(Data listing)
== == ==

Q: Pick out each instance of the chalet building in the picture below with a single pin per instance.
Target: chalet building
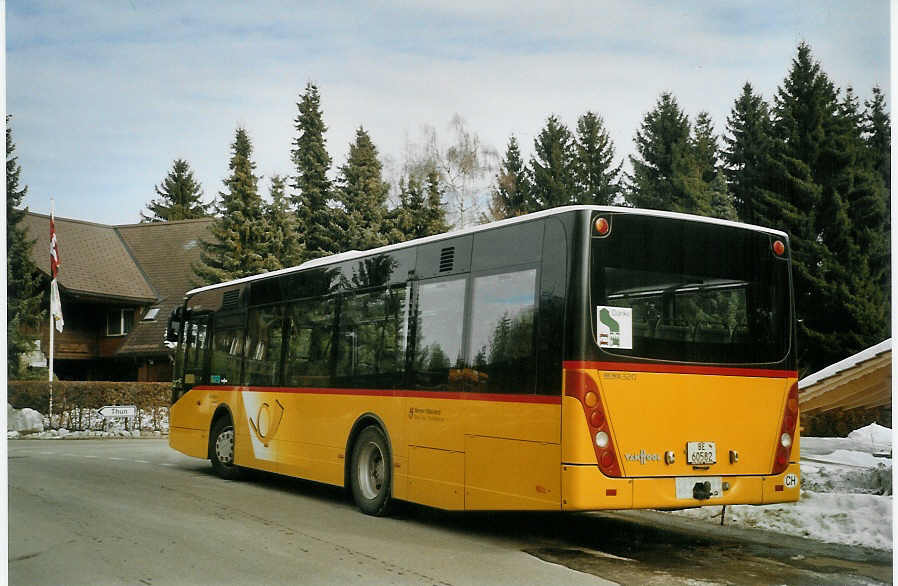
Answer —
(118, 285)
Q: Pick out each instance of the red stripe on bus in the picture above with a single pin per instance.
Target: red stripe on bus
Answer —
(500, 398)
(681, 369)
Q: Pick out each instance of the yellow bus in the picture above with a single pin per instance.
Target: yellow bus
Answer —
(573, 359)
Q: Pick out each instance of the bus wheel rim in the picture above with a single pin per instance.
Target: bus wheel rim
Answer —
(224, 446)
(371, 470)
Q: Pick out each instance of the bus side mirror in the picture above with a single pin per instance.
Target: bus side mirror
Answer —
(172, 328)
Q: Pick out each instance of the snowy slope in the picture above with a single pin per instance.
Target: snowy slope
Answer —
(846, 494)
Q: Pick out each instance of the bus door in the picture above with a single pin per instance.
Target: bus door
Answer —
(196, 350)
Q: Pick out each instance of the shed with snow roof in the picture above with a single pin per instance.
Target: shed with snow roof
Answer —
(863, 380)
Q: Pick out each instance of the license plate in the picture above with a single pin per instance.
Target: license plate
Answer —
(701, 453)
(711, 487)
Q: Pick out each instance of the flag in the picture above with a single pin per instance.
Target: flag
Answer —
(54, 248)
(55, 303)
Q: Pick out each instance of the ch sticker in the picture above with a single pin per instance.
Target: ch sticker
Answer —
(268, 419)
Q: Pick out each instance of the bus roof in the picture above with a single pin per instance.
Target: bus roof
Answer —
(349, 255)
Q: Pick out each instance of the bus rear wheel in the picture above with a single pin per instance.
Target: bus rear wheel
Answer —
(221, 451)
(371, 472)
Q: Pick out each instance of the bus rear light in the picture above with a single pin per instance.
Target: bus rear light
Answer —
(582, 387)
(787, 431)
(786, 440)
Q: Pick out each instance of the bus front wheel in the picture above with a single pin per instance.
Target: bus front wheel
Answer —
(222, 450)
(371, 472)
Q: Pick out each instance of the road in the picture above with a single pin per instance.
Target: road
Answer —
(136, 512)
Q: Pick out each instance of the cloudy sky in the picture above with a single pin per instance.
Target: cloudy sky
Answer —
(104, 95)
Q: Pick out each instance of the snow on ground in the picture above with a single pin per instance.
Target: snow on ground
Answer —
(846, 483)
(846, 493)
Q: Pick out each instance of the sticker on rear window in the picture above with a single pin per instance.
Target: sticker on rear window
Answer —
(615, 326)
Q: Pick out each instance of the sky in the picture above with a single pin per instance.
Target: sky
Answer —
(105, 95)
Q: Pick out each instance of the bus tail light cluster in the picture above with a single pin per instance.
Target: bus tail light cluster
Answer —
(584, 388)
(787, 431)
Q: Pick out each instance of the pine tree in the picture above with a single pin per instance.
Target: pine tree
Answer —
(597, 176)
(661, 142)
(698, 187)
(552, 166)
(363, 193)
(23, 294)
(421, 211)
(179, 197)
(239, 231)
(313, 189)
(511, 194)
(840, 304)
(866, 261)
(434, 206)
(877, 134)
(748, 148)
(283, 247)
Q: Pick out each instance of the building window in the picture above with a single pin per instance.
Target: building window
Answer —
(119, 322)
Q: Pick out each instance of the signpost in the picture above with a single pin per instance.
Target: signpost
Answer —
(125, 411)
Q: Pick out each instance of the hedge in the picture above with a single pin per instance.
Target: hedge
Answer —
(840, 422)
(86, 394)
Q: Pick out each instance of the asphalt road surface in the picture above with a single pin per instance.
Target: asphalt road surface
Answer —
(136, 512)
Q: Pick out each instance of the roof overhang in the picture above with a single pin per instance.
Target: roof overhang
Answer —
(862, 380)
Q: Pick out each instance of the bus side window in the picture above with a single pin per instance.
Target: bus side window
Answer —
(371, 340)
(196, 334)
(309, 343)
(502, 324)
(263, 346)
(227, 350)
(438, 325)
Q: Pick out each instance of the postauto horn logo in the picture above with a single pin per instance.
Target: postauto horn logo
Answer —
(268, 419)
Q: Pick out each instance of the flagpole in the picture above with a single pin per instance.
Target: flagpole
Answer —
(52, 325)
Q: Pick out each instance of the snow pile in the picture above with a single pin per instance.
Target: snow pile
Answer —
(874, 435)
(83, 423)
(23, 421)
(846, 494)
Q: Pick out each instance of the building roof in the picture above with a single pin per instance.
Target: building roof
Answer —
(861, 380)
(139, 265)
(93, 260)
(166, 252)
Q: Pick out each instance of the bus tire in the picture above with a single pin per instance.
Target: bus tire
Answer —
(371, 472)
(221, 452)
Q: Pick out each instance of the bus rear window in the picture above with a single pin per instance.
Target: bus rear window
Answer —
(689, 292)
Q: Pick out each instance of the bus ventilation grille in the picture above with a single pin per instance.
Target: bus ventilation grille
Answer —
(447, 259)
(230, 299)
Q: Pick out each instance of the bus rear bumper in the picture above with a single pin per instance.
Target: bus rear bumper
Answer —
(585, 488)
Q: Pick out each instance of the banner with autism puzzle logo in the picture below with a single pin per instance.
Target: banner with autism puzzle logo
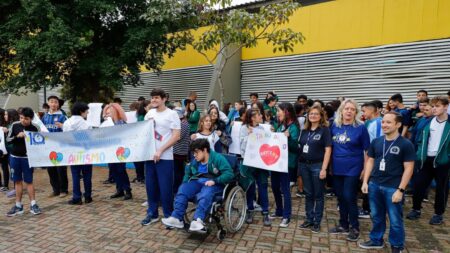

== == ==

### TASK:
Write out the listing above exactly line for line, from its first line to its last, leaving out the pictures.

### WRITTEN REPLY:
Q: Pick out each instance of the chalet building in the picture below with a single pin per instance.
Target: chalet building
Answer —
(118, 285)
Q: Pick out each instance of the red stripe on bus in the picture above with a single pin per instance.
Target: red stripe on bus
Answer —
(500, 398)
(681, 369)
Q: Pick out each instance of the yellow bus in the picture above with a single pin per instance.
Target: yellow bus
Answer —
(573, 359)
Q: Pick out each instance of the bus wheel rim in the picture above with a single pin per instance.
Target: bus wheel rim
Answer —
(224, 446)
(371, 470)
Q: Pick out each instance of the bus side mirror in the picture above with a single pin per instance.
Target: bus side mirror
Answer —
(172, 328)
Q: Pick out each instance of the snowy slope in the picture above with a single pin per instance.
Target: snowy slope
Answer —
(846, 494)
Q: Pick out each instance of the bus door in the picture above with a single pin per instance.
Target: bus door
Answer —
(196, 350)
Q: Pick out each instance of the shed with snow roof in the picture above with a single pin per instance.
Target: shed with snow roof
Answer —
(863, 380)
Q: Pick out each instance of the license plate in the picture above with a single pin per instance.
Target: license plate
Answer —
(701, 453)
(711, 487)
Q: Pick out each instance of the flag in the picture above with a single pin per instance.
Target: flag
Answer —
(54, 248)
(55, 303)
Q: Pick out each instance of the ch sticker in the picture above with a single pin per instance.
Target: ch sticker
Answer —
(268, 419)
Q: Pick out each instance of the bus roof in the picture above with a single pin per instance.
Target: bus roof
Answer —
(349, 255)
Q: Pick out each instance of the bus rear wheel in the picture above with a single pin per instance.
Target: bus rear wheel
Answer —
(221, 451)
(371, 472)
Q: Pick out each instance of the bus rear light in the picture above with a single pin per instance.
Target: bus rear light
Answer —
(582, 387)
(787, 431)
(786, 440)
Q: Pick out each instance of the bus front wheel in the picture above with a single pin per instance.
Target: bus front wheel
Answer —
(222, 450)
(371, 472)
Q: Pick out each instance of the road in the picture above with a single pin per instance.
Target: road
Answer —
(136, 512)
Q: Pick out each instance of the cloudy sky in the picture above with a single pin per instance.
Target: cloudy sky
Answer —
(104, 95)
Q: Pick out each instance of the snow on ground in the picture above with a single pin per instance.
Target: snow on ground
Answer —
(846, 483)
(846, 493)
Q: Pick out each instance of the sticker on rear window in the picture above with a single pin per instance.
Target: sticker on rear window
Answer —
(615, 326)
Q: Pick out each instance of the sky in the picture above with a single pin per instance.
Target: sky
Answer —
(105, 95)
Q: Pick out each instance of the bus tail light cluster in the picture above with a single pin per instance.
Target: bus tail light cluster
Answer —
(584, 388)
(787, 431)
Q: Pick out each instance of the pine tree in the picture above with a single pin per instance.
Target: pine tree
Answer —
(597, 176)
(661, 142)
(698, 187)
(552, 166)
(363, 193)
(23, 294)
(421, 211)
(179, 197)
(239, 231)
(313, 189)
(511, 194)
(840, 304)
(866, 261)
(434, 206)
(877, 134)
(748, 148)
(283, 247)
Q: Pick out each instance of the building window in the picture above with a single pin per instance.
Target: building window
Answer —
(119, 322)
Q: Pick out each instance of the signpost in the picture above with a single pin per instance.
Target: signpost
Answer —
(125, 411)
Q: Pick out each instance of the hedge in the picture above with a single pin per instance.
Target: hedge
Answer —
(840, 422)
(86, 394)
Q: Pick out each instance of the asphalt road surface in the picture above with a single pin per instance.
Target: asphalt road surface
Answer —
(136, 512)
Q: Pick out each instance of the roof overhang in the picture above with a single pin per instance.
Target: roof overhang
Answer —
(862, 380)
Q: Pick out each instance of the bus side window in the picture above with a single pin per instance.
Target: bus side window
Answer —
(371, 340)
(196, 334)
(309, 343)
(502, 324)
(263, 346)
(227, 350)
(438, 325)
Q: Pick out each instance of the postauto horn logo in the picture above with a single pin per instance.
Target: postauto horn logo
Answer —
(268, 419)
Q: Pick out each instance of the flagpole in the picture above with a single pin per instance.
Target: flagpole
Answer —
(52, 325)
Q: Pick out each instance of the snow pile in the picture above with a single pin per instance.
Target: snow pile
Answer —
(874, 435)
(83, 423)
(23, 421)
(846, 494)
Q: Pick out each instance of the building roof in the picture above with a single pin per instance.
Target: building roof
Answer —
(861, 380)
(139, 265)
(93, 260)
(166, 252)
Q: Pick out each instance of the bus tire in the picture above with a single pin per instance.
Target: bus tire
Answer —
(371, 472)
(221, 452)
Q: Pick out each instance of the bus rear window in the picture above with a single pin per instance.
Target: bus rear window
Answer —
(689, 292)
Q: Pick out each instance of the bus ventilation grille in the picture above with a single pin per instance.
Target: bus ventilation grille
Answer —
(447, 259)
(230, 299)
Q: Pick out each instance of the bus rear bumper in the picture above with a single pin per instance.
Target: bus rear bumper
Answer —
(585, 488)
Q: Pick out each instance of the banner with autism puzzle logo in the picture below with a single pin per instance.
Target: banner with autism puzzle logo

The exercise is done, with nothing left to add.